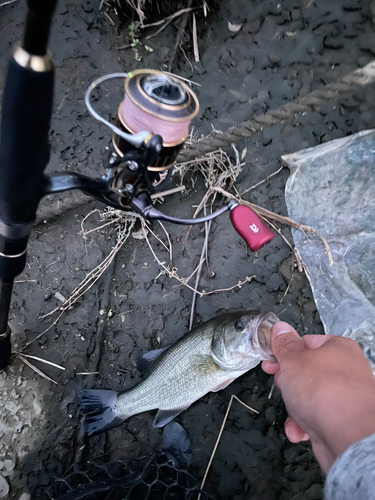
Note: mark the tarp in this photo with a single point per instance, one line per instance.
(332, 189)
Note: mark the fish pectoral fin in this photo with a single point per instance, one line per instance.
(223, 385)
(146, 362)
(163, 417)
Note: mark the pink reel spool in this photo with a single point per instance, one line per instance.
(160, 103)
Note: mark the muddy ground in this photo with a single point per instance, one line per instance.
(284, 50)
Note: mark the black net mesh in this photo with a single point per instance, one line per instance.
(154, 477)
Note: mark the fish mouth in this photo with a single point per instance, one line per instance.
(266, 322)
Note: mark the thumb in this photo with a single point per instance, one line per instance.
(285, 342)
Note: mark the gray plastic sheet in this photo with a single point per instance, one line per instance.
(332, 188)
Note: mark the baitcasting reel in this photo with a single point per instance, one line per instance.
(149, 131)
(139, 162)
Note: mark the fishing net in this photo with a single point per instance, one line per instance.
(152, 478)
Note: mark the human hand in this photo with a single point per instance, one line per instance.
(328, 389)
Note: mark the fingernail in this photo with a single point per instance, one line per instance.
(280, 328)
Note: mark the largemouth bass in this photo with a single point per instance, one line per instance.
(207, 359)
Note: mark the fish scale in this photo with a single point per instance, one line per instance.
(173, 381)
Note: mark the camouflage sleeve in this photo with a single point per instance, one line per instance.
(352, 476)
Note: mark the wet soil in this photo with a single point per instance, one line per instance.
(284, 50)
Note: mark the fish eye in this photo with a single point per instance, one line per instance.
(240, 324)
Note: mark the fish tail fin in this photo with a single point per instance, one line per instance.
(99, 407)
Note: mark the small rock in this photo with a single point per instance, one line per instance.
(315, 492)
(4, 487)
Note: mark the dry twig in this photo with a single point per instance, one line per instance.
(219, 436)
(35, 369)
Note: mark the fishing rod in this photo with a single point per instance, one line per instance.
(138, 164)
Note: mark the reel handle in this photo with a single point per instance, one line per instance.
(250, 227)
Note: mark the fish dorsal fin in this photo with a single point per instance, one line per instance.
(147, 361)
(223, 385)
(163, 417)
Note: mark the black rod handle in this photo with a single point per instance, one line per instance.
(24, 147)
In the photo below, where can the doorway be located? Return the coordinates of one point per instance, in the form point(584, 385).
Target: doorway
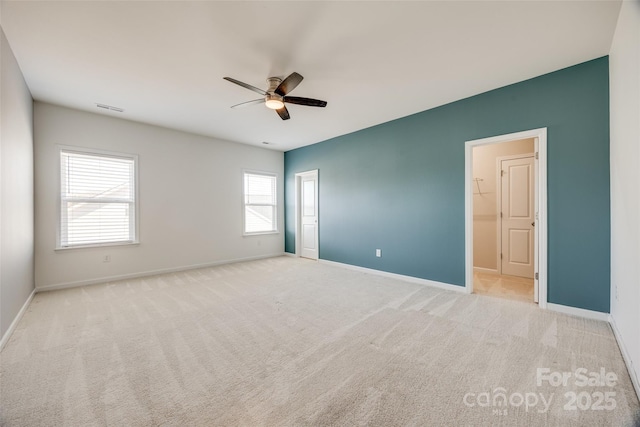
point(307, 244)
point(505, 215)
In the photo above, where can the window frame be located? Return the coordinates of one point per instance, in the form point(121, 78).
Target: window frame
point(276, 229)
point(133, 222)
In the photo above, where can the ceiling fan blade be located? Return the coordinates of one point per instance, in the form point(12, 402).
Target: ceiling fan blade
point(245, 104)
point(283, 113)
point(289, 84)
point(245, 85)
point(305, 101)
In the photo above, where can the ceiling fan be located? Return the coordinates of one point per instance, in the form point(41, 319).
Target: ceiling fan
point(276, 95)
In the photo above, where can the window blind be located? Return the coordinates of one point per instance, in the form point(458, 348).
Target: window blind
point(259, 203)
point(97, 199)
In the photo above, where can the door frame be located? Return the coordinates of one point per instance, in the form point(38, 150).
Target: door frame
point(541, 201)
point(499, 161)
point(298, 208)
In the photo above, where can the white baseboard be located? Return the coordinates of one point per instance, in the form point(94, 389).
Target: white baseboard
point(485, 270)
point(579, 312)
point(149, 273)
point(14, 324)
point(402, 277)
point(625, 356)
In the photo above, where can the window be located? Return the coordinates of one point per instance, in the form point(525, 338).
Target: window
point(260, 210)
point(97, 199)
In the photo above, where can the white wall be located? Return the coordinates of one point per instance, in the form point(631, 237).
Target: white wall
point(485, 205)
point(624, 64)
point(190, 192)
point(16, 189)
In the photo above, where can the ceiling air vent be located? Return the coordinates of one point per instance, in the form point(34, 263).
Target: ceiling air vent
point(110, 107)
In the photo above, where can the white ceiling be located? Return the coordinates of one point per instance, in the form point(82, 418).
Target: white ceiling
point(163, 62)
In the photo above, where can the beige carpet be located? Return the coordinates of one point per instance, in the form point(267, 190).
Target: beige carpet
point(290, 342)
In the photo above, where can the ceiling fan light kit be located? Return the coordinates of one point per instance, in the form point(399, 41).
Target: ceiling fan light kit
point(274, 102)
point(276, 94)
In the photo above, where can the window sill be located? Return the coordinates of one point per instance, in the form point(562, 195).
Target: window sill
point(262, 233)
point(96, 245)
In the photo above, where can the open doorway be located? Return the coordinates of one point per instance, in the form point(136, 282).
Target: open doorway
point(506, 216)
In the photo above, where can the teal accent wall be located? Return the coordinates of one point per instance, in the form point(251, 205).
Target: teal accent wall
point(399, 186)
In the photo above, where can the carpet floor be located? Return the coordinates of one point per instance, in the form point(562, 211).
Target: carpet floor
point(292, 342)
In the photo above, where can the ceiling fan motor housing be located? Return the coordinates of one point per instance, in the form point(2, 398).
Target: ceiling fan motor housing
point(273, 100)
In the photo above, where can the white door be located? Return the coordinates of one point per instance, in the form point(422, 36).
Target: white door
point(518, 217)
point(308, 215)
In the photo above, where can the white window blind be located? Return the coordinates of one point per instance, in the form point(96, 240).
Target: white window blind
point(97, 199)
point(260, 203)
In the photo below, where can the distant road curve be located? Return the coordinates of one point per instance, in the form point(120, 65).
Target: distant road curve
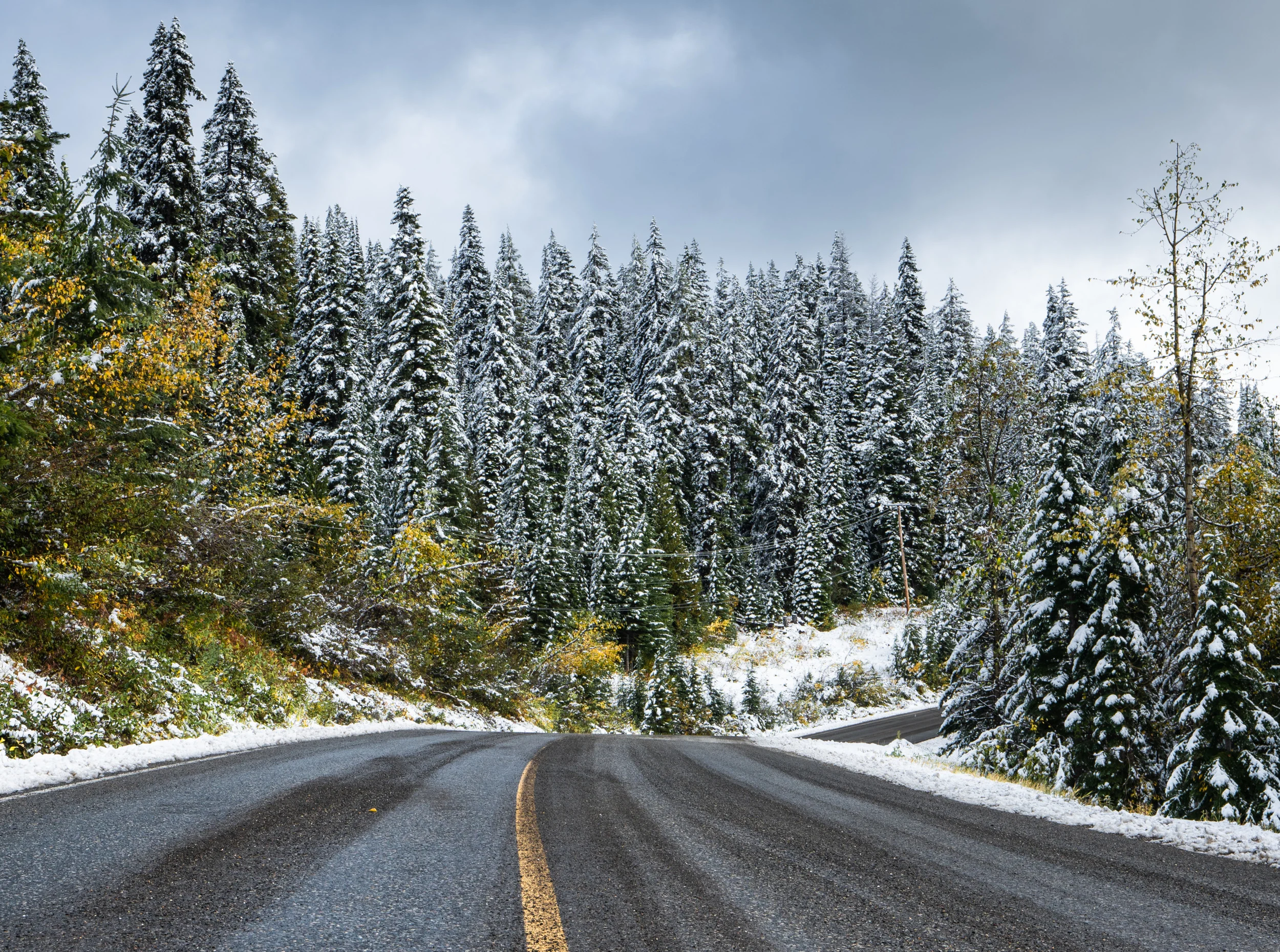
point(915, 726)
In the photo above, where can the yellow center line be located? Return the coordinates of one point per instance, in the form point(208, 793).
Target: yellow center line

----

Reproduce all of the entries above verbatim, line for line, leaving out the pictures.

Note: mark the tarp in this photo with a single point per instance, one line per instance.
(332, 189)
Note: mark the fish pectoral fin in this photo with a single point per instance, one line per instance.
(223, 385)
(146, 362)
(163, 417)
Note: mark the pink reel spool in this photo with a single point per instance, one line per instance.
(160, 103)
Note: mark the muddy ground in this photo with a single point per instance, one line per instance.
(284, 50)
Note: mark the black net mesh in this photo with a single point per instance, one line per instance.
(154, 477)
Note: mark the fish mouth in this photo with a single point per instance, one line per instance.
(266, 322)
Note: mark the thumb in this photo with a single point per instance, one line per instance.
(285, 342)
Note: mark the gray plastic sheet in this photo with a single point per instance, one line per instance.
(332, 188)
Note: mark the baitcasting reel in this photo with a single point per instance, one line per instance.
(149, 131)
(139, 162)
Note: mark the fishing net in this photo with a single point per instance, one line per instance.
(152, 478)
Note: mark the human hand in this photo with a single point per instance, one line per instance.
(328, 389)
Note: mark the fingernail in this photo with a single point per instance, one line per instance.
(280, 328)
Note: mark the largemouth bass in this photo with a single point per instance, one line per instance.
(207, 359)
Note: mark the fish scale in this photo with a single point per instance, one line per instance.
(173, 381)
Note: mark the camouflage sleeve in this photo with a single point per instance, one line per instance.
(352, 476)
Note: mark the wet soil in this photo with a single point per instance, one line per instance.
(284, 50)
Note: mark the fish eye in this photo with a single point per instance, one line per instance.
(240, 324)
Note: mark the fish tail fin in this photo with a single point per instance, one line per instance.
(99, 407)
Note: mark the small rock in this photo with a single point per instance, one line per instance.
(315, 492)
(4, 487)
Note: mark the dry twig in this photo with a single point per instance, one line per instance.
(219, 436)
(35, 369)
Note: mark the fishing rod in this photo with a single point per instance, one line per instance.
(138, 164)
Note: mark the reel handle in this photo with a single point per instance, one line per instance.
(250, 227)
Note: mark the fish dorsal fin in this photo with a single point per instance, one line per instance.
(147, 361)
(223, 385)
(163, 417)
Note: mark the black rod handle in this photo with a single point per instance, one line per instance.
(24, 147)
In the photo below, where can the doorway be located? Return the coordinates of one point per instance, in the form point(584, 385).
Target: doorway
point(307, 244)
point(505, 215)
In the photo above, where can the window frame be located? Return the coordinates of one point per instance, in the form point(121, 78).
Target: window frame
point(276, 229)
point(133, 222)
In the photo above, where can the ceiling fan blade be located? Return the coordinates of one point per instance, in the form point(12, 402).
Target: ceiling fan blade
point(245, 104)
point(283, 113)
point(289, 84)
point(245, 85)
point(305, 101)
In the photo above, where can the ceiling fan be located? Return the coordinates of one point per instance, in the form point(41, 319).
Target: ceiling fan
point(276, 95)
In the photo above, where can the window blind be located? Return the coordinates of one point per instance, in the form point(458, 348).
Target: window blind
point(259, 203)
point(97, 199)
In the photo above, where can the door frame be located? Return the coordinates of one point per instance, in the form point(38, 150).
Target: door frame
point(541, 201)
point(499, 161)
point(298, 208)
In the photo above, where can the white baseboard be located? Return the coordinates of one point per instance, in the form point(94, 389).
Target: white baseboard
point(485, 270)
point(579, 312)
point(149, 273)
point(14, 324)
point(402, 277)
point(625, 356)
In the photo above, where can the window be located? Return the coordinates of one point per instance, in the form point(525, 338).
Target: window
point(260, 210)
point(97, 199)
In the photo above, where can the white wall be located? Return the coordinates of one point per instance, in the form point(631, 237).
Target: white wall
point(485, 205)
point(624, 64)
point(190, 192)
point(16, 189)
In the photo above, where can the ceiling air vent be located? Return the coordinates of one point per instance, in the form point(34, 263).
Target: ceiling air vent
point(110, 107)
In the photo above, where can the white ceiling be located? Return the coordinates of one point per instance, in the form point(82, 418).
Target: white ceiling
point(163, 62)
In the photo above, where can the beige carpet be located? Return the coordinates of one point per instance, in the form point(267, 190).
Target: beige carpet
point(290, 342)
In the photo above, where can the ceiling fan light kit be located? Return the coordinates of one point per instance, in the form point(399, 41).
Target: ceiling fan light kit
point(274, 102)
point(276, 94)
In the photo above, where can the window sill be located? Return the coordinates of one point per instance, in the form point(562, 195).
Target: window sill
point(262, 233)
point(96, 245)
In the photo above, where can the open doorway be located? Return the coordinates of one point per instance, in the form point(136, 282).
Target: open doorway
point(506, 216)
In the photo above, where can the teal accent wall be located? Return the coordinates of one point per instance, in the form point(251, 205).
Target: teal accent wall
point(399, 186)
In the photo above, where can the carpet floor be located? Return the coordinates of one point per instance, in the form point(562, 211).
Target: carpet floor
point(292, 342)
In the photo above, where can the ceiling fan motor housing be located? Return the coordinates of one point per instance, in the form point(2, 398).
Target: ceiling fan motor housing
point(273, 100)
In the photo above, where can the white door be located? Return the coordinates of one point per instance, in the form point(422, 36).
Target: white door
point(518, 217)
point(308, 215)
In the photo above, where can the white window blind be located? Return the coordinates of one point per instance, in the form point(96, 240).
Target: white window blind
point(97, 199)
point(260, 203)
In the photo below, where can the distant road curve be located? Return the coordinates of one point per instance, in the form point(120, 65).
Target: distant road curve
point(915, 726)
In the photo above, where can the yellow center line be located? Return the coordinates of one point per instance, in the form point(208, 793).
Target: yellow center line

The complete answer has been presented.